- AIM
Write out precisely the lines beginning with the line that contains "Task: point_to locates the query in the photo below" and ending with the last line of the entries, and no other lines.

-- -- --

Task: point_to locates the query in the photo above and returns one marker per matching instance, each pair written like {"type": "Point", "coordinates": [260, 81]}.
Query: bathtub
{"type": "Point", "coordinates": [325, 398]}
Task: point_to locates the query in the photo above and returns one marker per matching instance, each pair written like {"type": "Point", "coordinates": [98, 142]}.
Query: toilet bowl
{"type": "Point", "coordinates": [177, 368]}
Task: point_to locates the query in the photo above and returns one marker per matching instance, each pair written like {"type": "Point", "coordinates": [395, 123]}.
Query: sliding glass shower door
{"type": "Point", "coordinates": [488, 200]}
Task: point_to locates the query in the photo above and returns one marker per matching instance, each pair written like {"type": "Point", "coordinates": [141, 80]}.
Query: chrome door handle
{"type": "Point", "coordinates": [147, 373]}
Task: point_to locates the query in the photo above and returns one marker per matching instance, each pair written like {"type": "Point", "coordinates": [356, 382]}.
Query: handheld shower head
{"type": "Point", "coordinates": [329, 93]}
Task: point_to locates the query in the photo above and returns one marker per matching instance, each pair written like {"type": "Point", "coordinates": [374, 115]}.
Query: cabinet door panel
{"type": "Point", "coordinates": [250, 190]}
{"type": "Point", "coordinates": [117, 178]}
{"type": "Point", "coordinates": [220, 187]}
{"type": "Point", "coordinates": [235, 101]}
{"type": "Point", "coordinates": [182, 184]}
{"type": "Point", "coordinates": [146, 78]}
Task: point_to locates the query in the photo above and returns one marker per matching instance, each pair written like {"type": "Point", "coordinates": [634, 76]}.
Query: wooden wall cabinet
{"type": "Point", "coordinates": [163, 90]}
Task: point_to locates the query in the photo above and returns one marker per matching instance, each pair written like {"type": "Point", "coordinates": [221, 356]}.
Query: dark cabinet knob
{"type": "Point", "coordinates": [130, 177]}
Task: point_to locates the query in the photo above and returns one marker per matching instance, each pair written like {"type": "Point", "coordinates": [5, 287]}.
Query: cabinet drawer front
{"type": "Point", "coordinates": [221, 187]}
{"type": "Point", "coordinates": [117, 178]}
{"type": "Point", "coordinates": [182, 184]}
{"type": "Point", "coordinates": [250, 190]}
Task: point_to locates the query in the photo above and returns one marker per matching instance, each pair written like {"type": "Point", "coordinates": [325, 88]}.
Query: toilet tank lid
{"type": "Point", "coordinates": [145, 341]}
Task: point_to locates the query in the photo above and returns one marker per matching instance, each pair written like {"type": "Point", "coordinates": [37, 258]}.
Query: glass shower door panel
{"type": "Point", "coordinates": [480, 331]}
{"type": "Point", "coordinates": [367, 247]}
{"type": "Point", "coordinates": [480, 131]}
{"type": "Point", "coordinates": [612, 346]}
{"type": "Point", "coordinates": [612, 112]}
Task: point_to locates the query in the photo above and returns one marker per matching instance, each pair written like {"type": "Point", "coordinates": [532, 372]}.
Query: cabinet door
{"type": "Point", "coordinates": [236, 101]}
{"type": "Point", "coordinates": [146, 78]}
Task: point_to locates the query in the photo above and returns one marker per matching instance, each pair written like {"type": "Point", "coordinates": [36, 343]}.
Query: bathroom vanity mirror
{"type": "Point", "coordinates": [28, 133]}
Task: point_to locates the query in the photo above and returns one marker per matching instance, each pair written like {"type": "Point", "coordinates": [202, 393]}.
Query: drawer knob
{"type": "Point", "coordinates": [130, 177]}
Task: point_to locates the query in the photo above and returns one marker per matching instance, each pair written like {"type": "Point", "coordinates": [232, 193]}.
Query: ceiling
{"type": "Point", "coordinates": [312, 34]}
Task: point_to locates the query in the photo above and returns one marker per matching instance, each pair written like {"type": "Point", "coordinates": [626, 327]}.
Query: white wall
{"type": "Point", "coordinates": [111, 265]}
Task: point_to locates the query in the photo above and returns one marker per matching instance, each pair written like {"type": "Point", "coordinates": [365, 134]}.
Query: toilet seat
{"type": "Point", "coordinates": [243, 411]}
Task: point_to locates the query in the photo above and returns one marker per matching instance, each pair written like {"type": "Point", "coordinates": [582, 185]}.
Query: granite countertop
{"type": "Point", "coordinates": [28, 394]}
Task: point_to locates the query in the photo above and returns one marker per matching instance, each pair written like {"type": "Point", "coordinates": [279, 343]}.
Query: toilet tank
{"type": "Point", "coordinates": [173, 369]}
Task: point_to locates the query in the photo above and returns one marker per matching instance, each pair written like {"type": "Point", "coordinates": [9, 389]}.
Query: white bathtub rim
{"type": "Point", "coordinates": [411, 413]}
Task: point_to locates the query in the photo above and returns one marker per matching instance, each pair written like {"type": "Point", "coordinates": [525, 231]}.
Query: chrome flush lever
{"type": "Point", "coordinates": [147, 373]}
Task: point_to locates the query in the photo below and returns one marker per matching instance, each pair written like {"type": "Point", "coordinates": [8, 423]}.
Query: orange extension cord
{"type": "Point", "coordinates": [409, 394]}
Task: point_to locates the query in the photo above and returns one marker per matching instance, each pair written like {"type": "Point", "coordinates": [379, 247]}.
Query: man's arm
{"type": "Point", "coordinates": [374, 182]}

-- -- --

- ANSWER
Task: point_to locates the query in the photo below and returns one marker per matching instance, each pair written like {"type": "Point", "coordinates": [8, 423]}.
Query: orange extension cord
{"type": "Point", "coordinates": [409, 394]}
Task: point_to locates the query in the photo above and returns one marker per matching instance, each pair written like {"type": "Point", "coordinates": [379, 247]}.
Query: man's arm
{"type": "Point", "coordinates": [374, 182]}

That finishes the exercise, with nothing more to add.